Note on LUI: The assembler may shift the immediate value right by 16 bits when encoding, so specify the upper 16 bits directly (e.g., LUI 0xABCD, rg0 not LUI 0xABCD0000, rg0).
Encoding Note: In machine code: Value (Immediate field), DestReg (SrcReg field for LLI, SrcReg field for LUI)
Jump and Branch Instructions
| Hex | Mnemonic | Type | Operands | Description |
|---|---|---|---|---|
| 0x0D | JMP | I | Offset, BaseReg | Unconditional jump to (BaseReg + Offset) |
| 0x0E | JEQ | I | Offset, BaseReg | Jump if Equal flag set |
| 0x0F | JNE | I | Offset, BaseReg | Jump if Equal flag NOT set |
| 0x10 | JGT | I | Offset, BaseReg | Jump if GreaterThan flag set |
| 0x11 | JGE | I | Offset, BaseReg | Jump if GreaterThan OR Equal flag set |
| 0x12 | JLT | I | Offset, BaseReg | Jump if LessThan flag set |
| 0x13 | JLE | I | Offset, BaseReg | Jump if LessThan OR Equal flag set |
Jump Calculation:
- Target address = BaseReg + SignExtend(Offset)
- If BaseReg = zero, this becomes absolute addressing with Offset
- If BaseReg = ret, this becomes return-style addressing
- Conditional jumps check flags in STS register
Common Patterns:
JMP label, zero ; Absolute jump to label address
JMP 0, ret ; Jump to address in ret register
JMP 4, ret ; Jump to (ret + 4)
Encoding Note: In machine code: Offset (Immediate field), BaseReg (SrcReg field) (DestReg unused, set to noreg)
Comparison
| Hex | Mnemonic | Type | Operands | Description |
|---|---|---|---|---|
| 0x14 | CMP | R | Reg1, Reg2 | Compare Reg1 with Reg2, set flags in STS |
Flag Setting:
- Equal: Set if Reg1 == Reg2
- GreaterThan: Set if Reg1 > Reg2 (signed)
- GreaterThanOrEqual: Set if Reg1 >= Reg2 (signed)
- LessThan: Set if Reg1 < Reg2 (signed)
- LessThanOrEqual: Set if Reg1 <= Reg2 (signed)
- Zero: Set if (Reg1 - Reg2) == 0 (same as Equal)
Encoding Note: DestReg and ShiftAmt fields unused (set to noreg and 0)

• [Your tasks]
- a) According to the instruction reference above, what opcode in hex does the CMP mnemonic have?
- b) Transcribe the passage of the instruction reference between "Encoding Note: In machine code: Offset" and "Reg1 >= Reg2 (signed)", inclusive.

• [Extracted information]
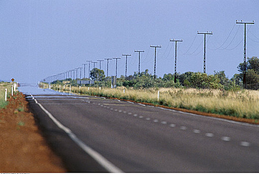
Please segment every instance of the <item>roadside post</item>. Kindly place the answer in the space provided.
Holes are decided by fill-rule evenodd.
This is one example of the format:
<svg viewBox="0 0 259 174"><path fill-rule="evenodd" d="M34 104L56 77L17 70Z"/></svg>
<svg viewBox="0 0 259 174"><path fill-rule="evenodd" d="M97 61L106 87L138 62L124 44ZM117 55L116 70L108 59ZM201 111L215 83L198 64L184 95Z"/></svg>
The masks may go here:
<svg viewBox="0 0 259 174"><path fill-rule="evenodd" d="M4 100L5 101L7 101L7 89L5 88L5 93L4 94Z"/></svg>

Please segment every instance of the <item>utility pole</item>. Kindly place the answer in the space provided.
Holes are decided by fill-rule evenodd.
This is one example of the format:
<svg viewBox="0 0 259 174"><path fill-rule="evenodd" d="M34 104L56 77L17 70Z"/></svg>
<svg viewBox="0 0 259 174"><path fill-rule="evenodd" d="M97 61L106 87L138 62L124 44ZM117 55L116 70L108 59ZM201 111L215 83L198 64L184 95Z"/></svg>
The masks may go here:
<svg viewBox="0 0 259 174"><path fill-rule="evenodd" d="M126 66L125 66L125 77L127 77L127 59L128 58L128 56L131 56L130 54L122 54L122 56L126 56Z"/></svg>
<svg viewBox="0 0 259 174"><path fill-rule="evenodd" d="M84 65L84 78L86 78L86 65L87 64L82 64Z"/></svg>
<svg viewBox="0 0 259 174"><path fill-rule="evenodd" d="M88 62L89 64L89 68L88 69L88 79L90 79L90 62L91 62L92 61L86 61L87 62Z"/></svg>
<svg viewBox="0 0 259 174"><path fill-rule="evenodd" d="M244 73L243 73L243 87L245 89L246 88L246 77L247 75L247 45L246 45L246 26L247 24L254 24L255 21L253 20L253 22L244 22L243 20L241 20L241 22L238 22L238 20L236 20L236 23L238 24L243 24L245 25L245 39L244 40Z"/></svg>
<svg viewBox="0 0 259 174"><path fill-rule="evenodd" d="M171 40L170 39L170 42L175 42L175 59L174 60L174 83L176 83L176 50L177 50L177 42L182 42L182 40Z"/></svg>
<svg viewBox="0 0 259 174"><path fill-rule="evenodd" d="M140 52L144 52L144 51L134 50L135 52L139 52L139 75L140 74Z"/></svg>
<svg viewBox="0 0 259 174"><path fill-rule="evenodd" d="M79 69L79 68L77 68L75 69L76 70L77 70L77 79L78 79L78 69Z"/></svg>
<svg viewBox="0 0 259 174"><path fill-rule="evenodd" d="M83 68L79 67L79 68L80 69L80 80L81 80L81 72L82 71Z"/></svg>
<svg viewBox="0 0 259 174"><path fill-rule="evenodd" d="M209 33L207 31L206 33L199 33L198 31L197 34L204 34L204 54L203 55L203 73L206 73L206 34L213 34L212 31L211 33Z"/></svg>
<svg viewBox="0 0 259 174"><path fill-rule="evenodd" d="M108 77L108 65L109 65L109 60L111 60L111 59L104 59L105 60L107 60L107 77Z"/></svg>
<svg viewBox="0 0 259 174"><path fill-rule="evenodd" d="M154 65L154 79L156 79L156 55L157 55L157 48L161 48L161 45L160 46L151 46L150 45L150 47L155 48L155 64Z"/></svg>
<svg viewBox="0 0 259 174"><path fill-rule="evenodd" d="M100 63L100 70L101 69L101 62L103 62L103 60L97 60L97 61L99 61L99 63Z"/></svg>
<svg viewBox="0 0 259 174"><path fill-rule="evenodd" d="M117 78L117 61L118 59L120 59L119 57L114 57L112 59L116 59L116 77Z"/></svg>
<svg viewBox="0 0 259 174"><path fill-rule="evenodd" d="M97 64L98 62L92 62L91 63L92 63L93 64L93 69L95 68L95 64Z"/></svg>

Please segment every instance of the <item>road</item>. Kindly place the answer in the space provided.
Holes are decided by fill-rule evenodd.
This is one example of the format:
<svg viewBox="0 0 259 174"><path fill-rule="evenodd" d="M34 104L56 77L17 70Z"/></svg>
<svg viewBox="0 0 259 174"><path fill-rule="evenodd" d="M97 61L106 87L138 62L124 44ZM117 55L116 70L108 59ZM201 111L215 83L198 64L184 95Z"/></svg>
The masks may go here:
<svg viewBox="0 0 259 174"><path fill-rule="evenodd" d="M103 97L26 97L72 172L259 172L257 125Z"/></svg>

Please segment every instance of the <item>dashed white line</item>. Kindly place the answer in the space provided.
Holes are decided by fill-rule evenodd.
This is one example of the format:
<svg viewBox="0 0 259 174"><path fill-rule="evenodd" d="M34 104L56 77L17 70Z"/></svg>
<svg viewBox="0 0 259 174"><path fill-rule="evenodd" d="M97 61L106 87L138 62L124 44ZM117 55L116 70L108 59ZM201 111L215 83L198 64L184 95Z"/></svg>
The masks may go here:
<svg viewBox="0 0 259 174"><path fill-rule="evenodd" d="M208 137L213 137L214 136L212 133L206 133L205 135Z"/></svg>
<svg viewBox="0 0 259 174"><path fill-rule="evenodd" d="M175 125L174 124L170 124L170 127L175 127Z"/></svg>
<svg viewBox="0 0 259 174"><path fill-rule="evenodd" d="M186 130L187 127L186 127L185 126L181 126L180 127L180 129L181 130Z"/></svg>
<svg viewBox="0 0 259 174"><path fill-rule="evenodd" d="M221 137L221 140L224 141L230 141L230 138L229 138L229 137Z"/></svg>
<svg viewBox="0 0 259 174"><path fill-rule="evenodd" d="M250 146L250 143L246 141L242 141L240 145L244 147L248 147Z"/></svg>
<svg viewBox="0 0 259 174"><path fill-rule="evenodd" d="M199 134L200 133L200 130L198 129L193 129L193 132L196 134Z"/></svg>

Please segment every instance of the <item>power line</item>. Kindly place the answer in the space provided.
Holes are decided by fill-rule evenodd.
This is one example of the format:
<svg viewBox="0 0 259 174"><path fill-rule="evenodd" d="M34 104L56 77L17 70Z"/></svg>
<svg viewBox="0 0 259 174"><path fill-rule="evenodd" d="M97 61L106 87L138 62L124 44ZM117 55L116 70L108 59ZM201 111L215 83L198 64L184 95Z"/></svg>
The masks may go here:
<svg viewBox="0 0 259 174"><path fill-rule="evenodd" d="M244 88L246 88L246 76L247 75L247 45L246 45L246 26L247 24L255 24L255 21L253 21L253 22L244 22L243 20L241 20L241 22L238 22L238 20L236 20L237 24L244 24L245 27L245 34L244 34L244 73L243 73L243 87Z"/></svg>
<svg viewBox="0 0 259 174"><path fill-rule="evenodd" d="M135 52L139 52L139 75L140 74L140 53L144 52L144 51L134 50Z"/></svg>
<svg viewBox="0 0 259 174"><path fill-rule="evenodd" d="M109 70L108 66L109 66L109 60L111 60L112 59L104 59L105 60L107 60L107 77L108 77L108 71Z"/></svg>
<svg viewBox="0 0 259 174"><path fill-rule="evenodd" d="M160 46L151 46L150 45L150 47L155 48L155 64L154 65L154 78L156 79L156 54L157 54L157 48L161 48L161 45Z"/></svg>
<svg viewBox="0 0 259 174"><path fill-rule="evenodd" d="M128 58L128 56L131 56L130 54L122 54L122 56L126 56L126 66L125 66L125 77L127 77L127 59Z"/></svg>
<svg viewBox="0 0 259 174"><path fill-rule="evenodd" d="M212 32L209 33L207 31L207 33L200 33L198 31L197 34L204 34L204 54L203 55L203 73L206 73L206 34L213 34Z"/></svg>
<svg viewBox="0 0 259 174"><path fill-rule="evenodd" d="M118 59L120 59L120 58L119 57L114 57L112 59L116 59L116 77L117 78L117 61Z"/></svg>
<svg viewBox="0 0 259 174"><path fill-rule="evenodd" d="M182 42L182 40L171 40L170 39L170 42L174 42L175 43L175 59L174 60L174 83L176 83L176 50L177 50L177 42Z"/></svg>

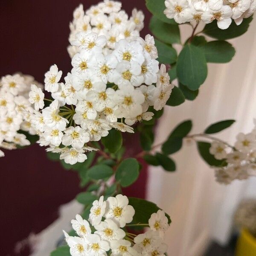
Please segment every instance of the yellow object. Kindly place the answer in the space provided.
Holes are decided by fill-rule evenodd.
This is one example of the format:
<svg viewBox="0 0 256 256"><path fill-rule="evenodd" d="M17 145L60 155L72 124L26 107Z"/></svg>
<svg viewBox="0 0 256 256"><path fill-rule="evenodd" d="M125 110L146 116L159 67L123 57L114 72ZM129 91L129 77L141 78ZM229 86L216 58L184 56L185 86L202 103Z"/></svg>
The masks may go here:
<svg viewBox="0 0 256 256"><path fill-rule="evenodd" d="M236 243L236 256L256 256L256 238L245 229Z"/></svg>

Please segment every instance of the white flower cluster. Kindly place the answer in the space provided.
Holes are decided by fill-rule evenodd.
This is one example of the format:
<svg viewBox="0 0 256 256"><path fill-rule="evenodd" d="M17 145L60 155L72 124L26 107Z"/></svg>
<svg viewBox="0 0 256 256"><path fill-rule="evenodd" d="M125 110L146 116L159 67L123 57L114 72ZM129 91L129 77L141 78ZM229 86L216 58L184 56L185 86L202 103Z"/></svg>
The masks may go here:
<svg viewBox="0 0 256 256"><path fill-rule="evenodd" d="M227 163L227 166L215 171L218 182L229 184L236 179L244 180L256 176L256 128L247 134L239 133L234 147L213 142L210 153L216 159L223 159Z"/></svg>
<svg viewBox="0 0 256 256"><path fill-rule="evenodd" d="M88 220L90 223L80 215L76 215L76 219L72 220L71 224L79 236L70 236L64 231L70 254L164 256L167 246L163 242L163 238L169 227L164 212L159 210L152 214L148 221L150 230L136 236L121 228L132 221L135 213L134 209L128 204L125 195L110 197L106 201L103 201L102 196L99 201L93 204ZM92 230L95 230L93 233Z"/></svg>
<svg viewBox="0 0 256 256"><path fill-rule="evenodd" d="M159 70L149 35L145 40L121 39L106 55L105 35L81 32L76 38L79 51L72 59L65 83L59 82L62 71L56 65L45 74L45 89L55 100L40 112L43 94L34 87L30 98L38 100L31 119L40 145L49 145L48 151L61 153L60 159L71 164L84 162L86 151L96 150L86 143L107 136L112 128L134 132L129 125L151 119L149 107L162 109L173 87L166 66Z"/></svg>
<svg viewBox="0 0 256 256"><path fill-rule="evenodd" d="M33 112L32 103L29 100L32 84L42 87L34 77L27 75L7 75L0 79L0 148L15 149L17 145L30 145L26 135L18 133L19 130L35 134L25 114L25 111ZM0 157L4 156L0 150Z"/></svg>
<svg viewBox="0 0 256 256"><path fill-rule="evenodd" d="M73 21L70 23L67 50L71 58L79 50L79 32L96 33L104 35L106 42L103 49L104 54L108 54L114 49L115 43L122 39L128 41L134 40L140 35L144 27L144 15L141 11L134 9L128 19L128 15L121 10L120 2L104 0L97 5L92 6L85 12L80 4L74 11ZM77 35L78 34L78 35Z"/></svg>
<svg viewBox="0 0 256 256"><path fill-rule="evenodd" d="M179 23L216 20L222 29L228 28L232 19L237 25L256 10L254 0L166 0L164 13Z"/></svg>

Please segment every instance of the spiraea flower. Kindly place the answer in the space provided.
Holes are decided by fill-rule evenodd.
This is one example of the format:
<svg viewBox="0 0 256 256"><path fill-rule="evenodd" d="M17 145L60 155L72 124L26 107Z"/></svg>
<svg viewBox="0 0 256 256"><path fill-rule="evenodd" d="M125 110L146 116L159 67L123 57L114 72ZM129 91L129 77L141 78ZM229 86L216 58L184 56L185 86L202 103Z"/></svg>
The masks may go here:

• [Final answers]
- a) 0x14

- b)
Encoding Note: In machine code: Offset (Immediate field), BaseReg (SrcReg field) (DestReg unused, set to noreg)
Comparison
| Hex | Mnemonic | Type | Operands | Description |
|---|---|---|---|---|
| 0x14 | CMP | R | Reg1, Reg2 | Compare Reg1 with Reg2, set flags in STS |
Flag Setting:
- Equal: Set if Reg1 == Reg2
- GreaterThan: Set if Reg1 > Reg2 (signed)
- GreaterThanOrEqual: Set if Reg1 >= Reg2 (signed)